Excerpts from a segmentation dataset
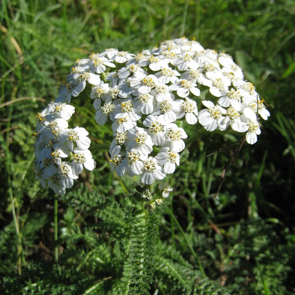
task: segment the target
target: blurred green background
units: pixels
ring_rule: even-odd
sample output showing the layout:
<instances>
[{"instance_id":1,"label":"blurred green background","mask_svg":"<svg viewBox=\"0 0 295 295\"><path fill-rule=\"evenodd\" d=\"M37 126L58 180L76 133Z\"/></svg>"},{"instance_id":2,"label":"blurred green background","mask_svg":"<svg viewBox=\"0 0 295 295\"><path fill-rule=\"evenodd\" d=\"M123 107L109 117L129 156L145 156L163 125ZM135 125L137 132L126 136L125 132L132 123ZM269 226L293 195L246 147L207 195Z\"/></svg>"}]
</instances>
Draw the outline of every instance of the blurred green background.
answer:
<instances>
[{"instance_id":1,"label":"blurred green background","mask_svg":"<svg viewBox=\"0 0 295 295\"><path fill-rule=\"evenodd\" d=\"M195 38L205 48L224 50L231 55L242 68L245 79L253 83L269 105L271 116L262 122L258 142L243 146L227 172L217 199L210 197L216 192L231 152L205 156L218 148L225 148L236 139L223 140L212 135L210 140L200 140L198 149L189 148L183 168L180 167L170 180L173 197L169 198L166 209L157 213L162 224L159 227L160 242L174 245L175 250L196 267L187 241L176 225L177 220L198 253L206 274L219 284L228 286L235 294L267 294L268 290L271 294L294 294L293 0L2 0L0 5L1 294L23 294L22 288L27 290L24 294L50 294L38 291L38 286L45 288L47 279L45 275L42 278L36 274L38 270L44 270L49 264L52 274L62 272L57 270L53 262L52 195L47 195L35 178L31 135L35 127L35 114L57 96L58 85L65 79L76 59L87 58L93 51L101 52L110 47L136 53L165 40L184 36L191 40ZM93 122L83 110L79 115L78 124L92 125ZM90 133L93 141L102 142L103 129L96 126ZM96 188L101 197L109 196L113 202L121 203L124 199L122 184L110 172L103 153L99 151L94 154L100 168L85 174L84 188L87 185ZM105 184L103 187L99 186L100 183ZM85 223L91 224L96 218L97 222L97 216L92 211L84 212L82 209L87 206L97 209L99 202L96 198L99 196L93 196L93 202L89 203L86 195L82 197L82 195L69 195L80 198L77 201L81 201L80 207L77 202L75 204L69 200L60 200L59 225L68 229L68 240L74 239L71 235L73 232L79 240L77 235L81 238L86 234L83 231L87 227ZM100 205L106 208L110 206L115 210L113 204L104 204ZM78 218L80 215L84 222ZM14 218L18 224L18 233ZM67 220L70 224L65 222ZM77 230L72 228L71 231L70 228L74 225ZM101 243L104 238L101 238ZM63 287L59 293L60 289L56 286L55 294L65 294L66 289L71 294L82 294L69 286L74 285L75 274L81 268L78 268L80 264L85 270L94 267L95 259L90 254L89 260L83 263L78 256L82 249L84 254L91 253L89 249L96 249L96 244L89 241L79 244L76 240L70 245L65 240L60 242L63 252L60 249L63 255L60 267L64 273L56 283ZM106 253L113 251L112 246L103 245ZM76 256L71 249L78 253ZM117 254L118 261L122 259L122 253ZM108 265L107 272L114 277L114 273L119 273L119 268ZM71 273L73 267L76 270ZM26 270L19 274L21 268ZM88 271L84 270L80 275L90 276ZM102 270L89 271L93 282L103 273ZM163 281L155 273L154 281ZM70 282L69 276L73 278ZM28 282L30 280L31 284ZM68 289L64 285L67 280ZM19 283L18 289L16 282ZM86 283L85 286L81 284L85 287L83 291L90 283ZM159 294L171 294L163 284L155 283L150 294L157 288ZM171 291L171 294L175 293Z\"/></svg>"}]
</instances>

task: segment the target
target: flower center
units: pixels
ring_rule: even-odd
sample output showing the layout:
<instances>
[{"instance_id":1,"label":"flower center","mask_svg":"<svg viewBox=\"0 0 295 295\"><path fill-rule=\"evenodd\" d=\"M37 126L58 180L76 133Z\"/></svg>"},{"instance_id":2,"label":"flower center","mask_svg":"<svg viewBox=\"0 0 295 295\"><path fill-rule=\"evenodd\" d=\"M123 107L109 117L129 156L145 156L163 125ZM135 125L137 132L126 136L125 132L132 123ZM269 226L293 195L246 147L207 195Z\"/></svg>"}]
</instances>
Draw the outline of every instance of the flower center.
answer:
<instances>
[{"instance_id":1,"label":"flower center","mask_svg":"<svg viewBox=\"0 0 295 295\"><path fill-rule=\"evenodd\" d=\"M148 86L152 88L153 88L155 87L155 81L152 78L150 78L148 79L144 78L141 80L141 82L144 85L146 85L147 86Z\"/></svg>"},{"instance_id":2,"label":"flower center","mask_svg":"<svg viewBox=\"0 0 295 295\"><path fill-rule=\"evenodd\" d=\"M101 107L102 113L105 116L108 116L114 110L115 105L112 104L108 104L105 103Z\"/></svg>"},{"instance_id":3,"label":"flower center","mask_svg":"<svg viewBox=\"0 0 295 295\"><path fill-rule=\"evenodd\" d=\"M140 69L140 67L139 65L135 64L135 63L132 63L129 65L126 68L126 70L130 71L132 73L134 73L138 71L139 69Z\"/></svg>"},{"instance_id":4,"label":"flower center","mask_svg":"<svg viewBox=\"0 0 295 295\"><path fill-rule=\"evenodd\" d=\"M119 164L122 161L122 157L118 155L115 155L112 159L110 159L110 162L115 167L119 166Z\"/></svg>"},{"instance_id":5,"label":"flower center","mask_svg":"<svg viewBox=\"0 0 295 295\"><path fill-rule=\"evenodd\" d=\"M255 132L257 129L259 129L259 125L257 123L251 120L247 123L247 126L249 128L248 131L250 132Z\"/></svg>"},{"instance_id":6,"label":"flower center","mask_svg":"<svg viewBox=\"0 0 295 295\"><path fill-rule=\"evenodd\" d=\"M218 88L220 90L224 89L226 88L223 82L221 81L220 78L214 80L213 81L213 86L216 88Z\"/></svg>"},{"instance_id":7,"label":"flower center","mask_svg":"<svg viewBox=\"0 0 295 295\"><path fill-rule=\"evenodd\" d=\"M155 89L157 93L165 94L169 92L169 88L166 85L156 85Z\"/></svg>"},{"instance_id":8,"label":"flower center","mask_svg":"<svg viewBox=\"0 0 295 295\"><path fill-rule=\"evenodd\" d=\"M138 96L138 100L141 102L144 102L146 103L150 99L153 98L153 97L150 94L148 94L148 93L143 93L142 94L141 94Z\"/></svg>"},{"instance_id":9,"label":"flower center","mask_svg":"<svg viewBox=\"0 0 295 295\"><path fill-rule=\"evenodd\" d=\"M164 76L168 76L168 77L172 77L174 76L173 71L170 69L163 69L161 71L162 75Z\"/></svg>"},{"instance_id":10,"label":"flower center","mask_svg":"<svg viewBox=\"0 0 295 295\"><path fill-rule=\"evenodd\" d=\"M140 156L140 155L139 153L136 153L135 152L129 152L127 159L129 165L137 162L139 160Z\"/></svg>"},{"instance_id":11,"label":"flower center","mask_svg":"<svg viewBox=\"0 0 295 295\"><path fill-rule=\"evenodd\" d=\"M131 100L121 103L121 110L123 113L130 113L132 111L132 104Z\"/></svg>"},{"instance_id":12,"label":"flower center","mask_svg":"<svg viewBox=\"0 0 295 295\"><path fill-rule=\"evenodd\" d=\"M189 101L183 101L181 107L186 113L192 113L196 108L194 104Z\"/></svg>"},{"instance_id":13,"label":"flower center","mask_svg":"<svg viewBox=\"0 0 295 295\"><path fill-rule=\"evenodd\" d=\"M227 116L228 116L232 120L240 118L240 114L233 107L230 106L227 110Z\"/></svg>"},{"instance_id":14,"label":"flower center","mask_svg":"<svg viewBox=\"0 0 295 295\"><path fill-rule=\"evenodd\" d=\"M144 164L144 169L147 172L152 172L156 170L156 163L152 159L145 161Z\"/></svg>"},{"instance_id":15,"label":"flower center","mask_svg":"<svg viewBox=\"0 0 295 295\"><path fill-rule=\"evenodd\" d=\"M77 141L79 139L77 132L73 130L71 130L68 133L68 139L73 141Z\"/></svg>"},{"instance_id":16,"label":"flower center","mask_svg":"<svg viewBox=\"0 0 295 295\"><path fill-rule=\"evenodd\" d=\"M116 136L115 140L116 140L116 143L117 145L122 145L124 144L125 140L127 139L126 136L126 132L123 132L122 133L117 133Z\"/></svg>"},{"instance_id":17,"label":"flower center","mask_svg":"<svg viewBox=\"0 0 295 295\"><path fill-rule=\"evenodd\" d=\"M82 82L82 81L88 81L90 77L90 74L88 72L86 72L79 75L78 78L80 82Z\"/></svg>"},{"instance_id":18,"label":"flower center","mask_svg":"<svg viewBox=\"0 0 295 295\"><path fill-rule=\"evenodd\" d=\"M164 131L164 126L157 121L152 122L149 126L149 128L150 132L152 132L155 134Z\"/></svg>"},{"instance_id":19,"label":"flower center","mask_svg":"<svg viewBox=\"0 0 295 295\"><path fill-rule=\"evenodd\" d=\"M167 132L166 135L171 141L178 141L181 139L182 134L180 130L176 131L171 129Z\"/></svg>"},{"instance_id":20,"label":"flower center","mask_svg":"<svg viewBox=\"0 0 295 295\"><path fill-rule=\"evenodd\" d=\"M137 133L134 139L139 145L144 144L147 139L147 135L144 133Z\"/></svg>"},{"instance_id":21,"label":"flower center","mask_svg":"<svg viewBox=\"0 0 295 295\"><path fill-rule=\"evenodd\" d=\"M196 79L200 76L201 73L201 71L199 70L191 70L189 73L193 79Z\"/></svg>"},{"instance_id":22,"label":"flower center","mask_svg":"<svg viewBox=\"0 0 295 295\"><path fill-rule=\"evenodd\" d=\"M60 173L63 176L67 177L70 169L68 165L65 163L62 163L59 167L59 171Z\"/></svg>"},{"instance_id":23,"label":"flower center","mask_svg":"<svg viewBox=\"0 0 295 295\"><path fill-rule=\"evenodd\" d=\"M255 87L250 82L246 82L243 85L242 88L244 90L248 92L251 95L253 95L255 92Z\"/></svg>"},{"instance_id":24,"label":"flower center","mask_svg":"<svg viewBox=\"0 0 295 295\"><path fill-rule=\"evenodd\" d=\"M176 163L177 158L177 153L173 150L169 150L167 153L168 160L171 163Z\"/></svg>"},{"instance_id":25,"label":"flower center","mask_svg":"<svg viewBox=\"0 0 295 295\"><path fill-rule=\"evenodd\" d=\"M172 104L166 100L160 104L160 109L162 114L170 112L172 110Z\"/></svg>"},{"instance_id":26,"label":"flower center","mask_svg":"<svg viewBox=\"0 0 295 295\"><path fill-rule=\"evenodd\" d=\"M77 163L82 164L86 161L84 154L81 152L78 152L76 154L74 154L74 160Z\"/></svg>"},{"instance_id":27,"label":"flower center","mask_svg":"<svg viewBox=\"0 0 295 295\"><path fill-rule=\"evenodd\" d=\"M241 96L240 94L240 91L235 90L233 88L232 88L227 93L226 96L230 99L236 100L238 100L241 97Z\"/></svg>"},{"instance_id":28,"label":"flower center","mask_svg":"<svg viewBox=\"0 0 295 295\"><path fill-rule=\"evenodd\" d=\"M193 83L191 81L184 79L181 80L179 85L183 88L186 89L190 89L193 87Z\"/></svg>"},{"instance_id":29,"label":"flower center","mask_svg":"<svg viewBox=\"0 0 295 295\"><path fill-rule=\"evenodd\" d=\"M209 109L209 112L211 117L214 120L218 120L222 116L221 112L216 106Z\"/></svg>"}]
</instances>

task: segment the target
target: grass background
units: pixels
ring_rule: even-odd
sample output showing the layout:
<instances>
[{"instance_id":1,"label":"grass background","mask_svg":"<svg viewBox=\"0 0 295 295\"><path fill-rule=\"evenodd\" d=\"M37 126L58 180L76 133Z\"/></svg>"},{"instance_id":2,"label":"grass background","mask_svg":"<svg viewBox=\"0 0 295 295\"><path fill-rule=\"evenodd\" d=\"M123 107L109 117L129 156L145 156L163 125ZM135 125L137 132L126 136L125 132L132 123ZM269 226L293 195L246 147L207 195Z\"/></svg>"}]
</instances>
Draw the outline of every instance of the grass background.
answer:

**AIM**
Locate each line in the records that contains the word "grass", treating uppercase and lowercase as different, and copy those lines.

**EXERCISE RESULT**
target: grass background
[{"instance_id":1,"label":"grass background","mask_svg":"<svg viewBox=\"0 0 295 295\"><path fill-rule=\"evenodd\" d=\"M37 126L58 180L76 133Z\"/></svg>"},{"instance_id":2,"label":"grass background","mask_svg":"<svg viewBox=\"0 0 295 295\"><path fill-rule=\"evenodd\" d=\"M123 107L109 117L129 156L145 156L163 125ZM135 125L137 132L126 136L125 132L132 123ZM269 226L293 195L246 147L207 195Z\"/></svg>"}]
Draw the outline of every instance of the grass background.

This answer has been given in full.